▸ **REQUIRED TASK**: Images appear in the records below; leave them out and repeat everything else exactly.

☆ ☆ ☆ ☆

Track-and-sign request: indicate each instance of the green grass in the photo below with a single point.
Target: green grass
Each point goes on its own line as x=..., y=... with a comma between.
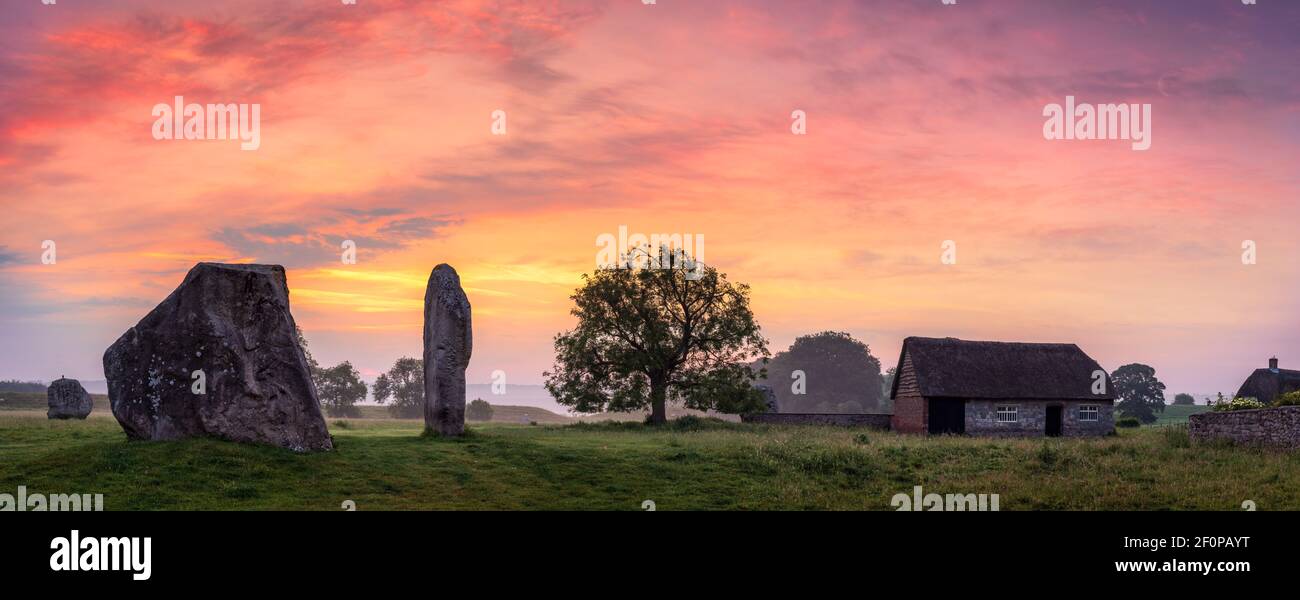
x=1178, y=413
x=694, y=464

☆ ☆ ☆ ☆

▸ **CORRECT ANSWER**:
Track-and-sign request: indicate each instance of the green grass in the photo below with a single point.
Target: green grass
Each point goes on its own line as x=..., y=... with a comma between.
x=1178, y=413
x=694, y=464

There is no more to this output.